[Saved data entries]
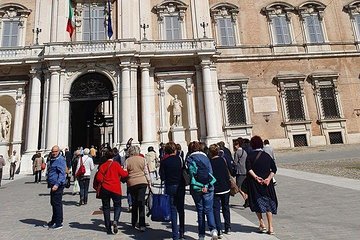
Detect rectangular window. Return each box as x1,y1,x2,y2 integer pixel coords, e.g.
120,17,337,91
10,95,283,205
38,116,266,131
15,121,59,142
304,15,324,43
226,90,246,125
320,87,340,118
165,16,181,40
355,15,360,39
218,18,235,46
329,132,343,144
285,89,305,121
2,21,19,47
273,16,291,44
293,134,308,147
83,5,106,41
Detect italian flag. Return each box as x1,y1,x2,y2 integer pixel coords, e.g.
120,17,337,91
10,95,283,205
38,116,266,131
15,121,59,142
66,0,75,38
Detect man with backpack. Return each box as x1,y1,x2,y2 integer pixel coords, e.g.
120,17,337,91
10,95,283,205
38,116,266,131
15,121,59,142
186,141,218,240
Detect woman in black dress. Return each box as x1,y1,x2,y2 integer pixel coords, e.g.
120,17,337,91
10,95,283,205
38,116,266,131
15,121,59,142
246,135,277,235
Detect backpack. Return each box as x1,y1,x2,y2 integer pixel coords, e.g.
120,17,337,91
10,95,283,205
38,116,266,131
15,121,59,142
193,159,211,185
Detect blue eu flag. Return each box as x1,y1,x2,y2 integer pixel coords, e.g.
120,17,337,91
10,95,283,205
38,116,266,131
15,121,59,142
107,0,113,39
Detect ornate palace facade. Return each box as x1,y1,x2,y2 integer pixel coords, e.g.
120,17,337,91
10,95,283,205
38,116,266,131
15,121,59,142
1,0,360,173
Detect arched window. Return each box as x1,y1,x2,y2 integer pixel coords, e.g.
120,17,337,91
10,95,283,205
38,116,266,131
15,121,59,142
262,3,295,45
153,1,188,40
0,4,31,47
210,3,239,46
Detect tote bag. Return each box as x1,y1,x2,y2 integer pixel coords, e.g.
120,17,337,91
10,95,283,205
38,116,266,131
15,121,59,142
150,184,171,222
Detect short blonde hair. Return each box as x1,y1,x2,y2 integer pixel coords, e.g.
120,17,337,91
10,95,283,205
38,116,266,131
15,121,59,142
83,148,90,155
128,145,140,157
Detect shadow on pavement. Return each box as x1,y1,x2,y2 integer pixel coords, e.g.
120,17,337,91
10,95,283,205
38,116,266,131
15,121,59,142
69,219,105,232
20,219,47,227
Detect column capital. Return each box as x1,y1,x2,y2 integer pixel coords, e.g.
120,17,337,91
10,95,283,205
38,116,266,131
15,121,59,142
112,91,118,97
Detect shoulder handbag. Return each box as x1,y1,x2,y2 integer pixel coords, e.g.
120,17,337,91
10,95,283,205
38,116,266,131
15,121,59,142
93,160,113,199
181,158,191,186
223,158,239,196
76,157,86,177
241,151,262,194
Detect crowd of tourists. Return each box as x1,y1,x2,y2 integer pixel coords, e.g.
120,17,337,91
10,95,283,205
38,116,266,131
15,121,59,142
44,135,277,240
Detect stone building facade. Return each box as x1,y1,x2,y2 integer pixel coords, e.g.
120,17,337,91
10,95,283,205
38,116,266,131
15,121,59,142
1,0,360,173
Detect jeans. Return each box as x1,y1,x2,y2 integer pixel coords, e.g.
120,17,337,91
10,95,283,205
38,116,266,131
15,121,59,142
191,190,216,237
166,184,186,240
34,170,42,183
79,177,90,203
213,193,231,232
50,185,64,225
9,163,16,179
128,184,147,227
101,188,122,232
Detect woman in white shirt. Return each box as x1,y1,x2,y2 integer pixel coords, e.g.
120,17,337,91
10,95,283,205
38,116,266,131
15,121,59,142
76,148,95,205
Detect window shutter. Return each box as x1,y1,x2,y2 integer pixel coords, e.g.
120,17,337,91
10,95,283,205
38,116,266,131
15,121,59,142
280,16,291,44
93,7,105,40
83,7,90,41
2,21,19,47
165,16,173,40
305,15,324,43
172,16,181,40
274,17,284,44
355,15,360,38
218,18,235,46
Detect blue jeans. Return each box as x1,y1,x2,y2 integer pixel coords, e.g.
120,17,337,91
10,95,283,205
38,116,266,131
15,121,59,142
79,177,90,203
213,193,231,232
191,190,216,237
166,184,186,240
50,185,64,225
101,188,122,232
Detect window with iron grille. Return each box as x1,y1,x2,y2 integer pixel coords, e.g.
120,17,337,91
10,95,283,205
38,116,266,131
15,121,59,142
293,134,308,147
226,90,246,126
319,86,340,118
329,132,343,144
285,88,305,121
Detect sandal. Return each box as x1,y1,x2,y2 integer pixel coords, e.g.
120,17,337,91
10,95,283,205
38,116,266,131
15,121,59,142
258,226,267,233
267,230,275,235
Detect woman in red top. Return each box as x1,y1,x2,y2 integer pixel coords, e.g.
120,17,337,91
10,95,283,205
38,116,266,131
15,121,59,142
94,149,128,235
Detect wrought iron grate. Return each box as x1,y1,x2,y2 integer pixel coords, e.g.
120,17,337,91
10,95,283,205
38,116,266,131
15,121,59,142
320,87,340,119
329,132,343,144
226,90,246,126
285,88,305,121
293,134,308,147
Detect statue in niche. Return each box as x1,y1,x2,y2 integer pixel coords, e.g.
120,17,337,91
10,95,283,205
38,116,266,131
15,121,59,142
171,94,183,127
0,106,11,142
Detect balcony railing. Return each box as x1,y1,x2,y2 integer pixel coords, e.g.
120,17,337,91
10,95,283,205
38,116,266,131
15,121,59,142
0,46,43,63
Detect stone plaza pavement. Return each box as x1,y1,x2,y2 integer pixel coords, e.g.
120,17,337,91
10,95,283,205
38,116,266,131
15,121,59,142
0,173,278,240
1,143,360,240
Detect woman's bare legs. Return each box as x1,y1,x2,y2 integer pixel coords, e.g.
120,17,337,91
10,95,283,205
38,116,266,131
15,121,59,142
265,211,274,233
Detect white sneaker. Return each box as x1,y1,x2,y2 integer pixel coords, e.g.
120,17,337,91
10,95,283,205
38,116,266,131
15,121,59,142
211,229,218,240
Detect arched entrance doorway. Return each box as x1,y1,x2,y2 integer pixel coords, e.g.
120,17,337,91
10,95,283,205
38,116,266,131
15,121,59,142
69,73,114,151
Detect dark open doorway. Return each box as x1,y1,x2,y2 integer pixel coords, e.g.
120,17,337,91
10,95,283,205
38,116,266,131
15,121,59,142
69,73,113,152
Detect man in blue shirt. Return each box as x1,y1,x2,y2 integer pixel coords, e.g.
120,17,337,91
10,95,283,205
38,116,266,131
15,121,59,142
46,145,66,230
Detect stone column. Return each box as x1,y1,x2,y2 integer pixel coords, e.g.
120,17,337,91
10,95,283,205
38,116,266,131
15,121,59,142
25,68,42,153
112,91,119,145
158,80,168,143
46,65,61,149
120,61,132,145
140,61,157,147
195,65,207,141
40,71,50,149
12,88,26,154
130,63,139,144
62,94,70,149
201,59,223,144
50,0,58,42
186,77,198,141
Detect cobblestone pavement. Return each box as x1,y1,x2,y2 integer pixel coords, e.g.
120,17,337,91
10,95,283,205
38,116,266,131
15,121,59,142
0,173,278,240
1,143,359,240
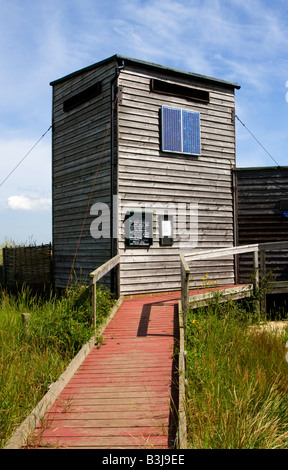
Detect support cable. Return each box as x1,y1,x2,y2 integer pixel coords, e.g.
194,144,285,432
0,125,52,189
235,115,280,167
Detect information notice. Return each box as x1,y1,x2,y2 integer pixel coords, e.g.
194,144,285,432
125,211,153,247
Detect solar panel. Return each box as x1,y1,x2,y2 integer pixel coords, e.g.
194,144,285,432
161,106,201,155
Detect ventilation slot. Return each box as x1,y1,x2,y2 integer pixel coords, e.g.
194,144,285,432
151,79,209,103
63,82,102,112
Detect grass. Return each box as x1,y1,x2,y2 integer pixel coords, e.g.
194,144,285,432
0,282,115,448
184,294,288,449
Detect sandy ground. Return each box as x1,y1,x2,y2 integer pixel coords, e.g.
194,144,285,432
250,320,288,334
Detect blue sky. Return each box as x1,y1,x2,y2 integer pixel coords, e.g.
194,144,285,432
0,0,288,244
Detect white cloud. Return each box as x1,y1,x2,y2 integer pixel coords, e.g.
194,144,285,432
104,0,288,87
7,195,51,211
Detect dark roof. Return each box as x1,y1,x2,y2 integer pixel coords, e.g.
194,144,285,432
50,54,241,90
235,166,287,171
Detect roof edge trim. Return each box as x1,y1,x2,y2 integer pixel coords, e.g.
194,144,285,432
50,54,241,90
234,165,287,171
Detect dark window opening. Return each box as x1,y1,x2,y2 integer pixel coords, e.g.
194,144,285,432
63,82,102,112
151,78,209,103
280,200,288,219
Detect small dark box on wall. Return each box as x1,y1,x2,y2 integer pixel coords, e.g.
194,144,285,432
159,214,174,246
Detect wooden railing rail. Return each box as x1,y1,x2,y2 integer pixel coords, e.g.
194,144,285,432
258,240,288,252
184,241,288,262
90,254,121,332
184,243,259,262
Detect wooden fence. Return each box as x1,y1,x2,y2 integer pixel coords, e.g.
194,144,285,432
2,244,52,291
180,240,288,335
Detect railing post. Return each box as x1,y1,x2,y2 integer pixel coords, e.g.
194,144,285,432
2,247,6,286
260,249,266,278
260,249,266,313
180,254,190,340
253,248,260,314
92,281,97,333
253,249,259,293
90,254,121,336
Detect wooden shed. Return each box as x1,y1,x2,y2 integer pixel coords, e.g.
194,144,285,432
235,166,288,285
50,55,240,295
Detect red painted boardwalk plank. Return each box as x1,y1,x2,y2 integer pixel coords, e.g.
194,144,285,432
28,293,180,449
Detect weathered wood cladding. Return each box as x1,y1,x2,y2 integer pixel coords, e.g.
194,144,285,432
52,60,118,288
51,55,239,294
235,167,288,283
117,65,237,294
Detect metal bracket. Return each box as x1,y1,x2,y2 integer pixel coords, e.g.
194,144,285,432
117,86,123,104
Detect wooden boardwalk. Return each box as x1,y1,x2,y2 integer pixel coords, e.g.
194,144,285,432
23,284,252,450
29,293,180,449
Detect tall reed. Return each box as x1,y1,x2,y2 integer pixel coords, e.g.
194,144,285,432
0,283,115,448
185,297,288,449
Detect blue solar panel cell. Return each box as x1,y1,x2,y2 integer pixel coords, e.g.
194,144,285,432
162,107,182,153
182,110,201,155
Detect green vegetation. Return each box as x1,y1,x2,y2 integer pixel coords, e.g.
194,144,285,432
185,293,288,449
0,283,115,448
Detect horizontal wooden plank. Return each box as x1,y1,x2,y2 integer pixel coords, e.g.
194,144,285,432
119,66,235,92
120,89,234,118
52,62,115,97
118,152,234,171
120,69,235,96
36,435,168,448
37,425,167,438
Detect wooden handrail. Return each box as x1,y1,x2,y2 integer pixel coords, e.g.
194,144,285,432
180,240,288,335
184,240,288,262
184,243,259,262
89,254,121,332
90,254,121,284
258,240,288,251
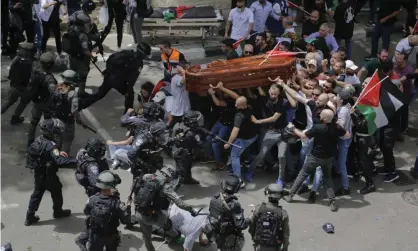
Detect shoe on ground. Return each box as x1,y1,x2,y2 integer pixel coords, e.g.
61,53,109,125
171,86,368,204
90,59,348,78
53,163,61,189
335,187,350,196
383,172,399,183
366,21,375,27
329,200,338,212
245,170,253,182
10,116,24,125
24,212,40,226
283,194,294,203
297,184,310,195
360,183,376,194
308,191,316,204
410,167,418,179
53,209,71,218
240,180,246,188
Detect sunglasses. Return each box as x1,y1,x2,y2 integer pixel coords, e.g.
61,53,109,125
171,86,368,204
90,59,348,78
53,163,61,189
244,51,253,54
312,93,321,96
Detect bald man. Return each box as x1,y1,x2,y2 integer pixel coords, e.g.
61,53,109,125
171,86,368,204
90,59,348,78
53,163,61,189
306,23,339,53
224,95,258,188
243,44,254,57
283,108,350,212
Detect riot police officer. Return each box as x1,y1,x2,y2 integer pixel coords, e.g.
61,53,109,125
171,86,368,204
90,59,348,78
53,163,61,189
204,174,248,251
26,52,58,148
80,42,151,113
248,184,290,251
127,121,170,179
83,171,131,251
64,12,95,96
172,110,208,188
133,165,199,251
1,42,34,124
25,118,77,226
50,70,81,154
76,137,110,197
120,103,164,134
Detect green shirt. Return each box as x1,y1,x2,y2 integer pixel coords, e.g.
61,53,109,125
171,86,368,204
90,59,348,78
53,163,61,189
227,50,239,60
364,58,380,77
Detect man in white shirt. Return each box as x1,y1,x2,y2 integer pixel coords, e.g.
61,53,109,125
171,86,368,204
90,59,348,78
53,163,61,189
344,60,361,85
224,0,254,41
250,0,280,33
39,0,63,55
168,63,191,128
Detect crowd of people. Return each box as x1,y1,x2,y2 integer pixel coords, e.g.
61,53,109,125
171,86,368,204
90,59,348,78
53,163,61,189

__Exercise__. Search the data above for lines holding "facade" and copy each of them.

__Answer below__.
Detect ornate palace facade. Return each box as x1,y1,x2,y2 integer pixel coords, e.g.
Detect stone building facade. Return each box as x1,y1,x2,y2 integer pixel coords, e.g.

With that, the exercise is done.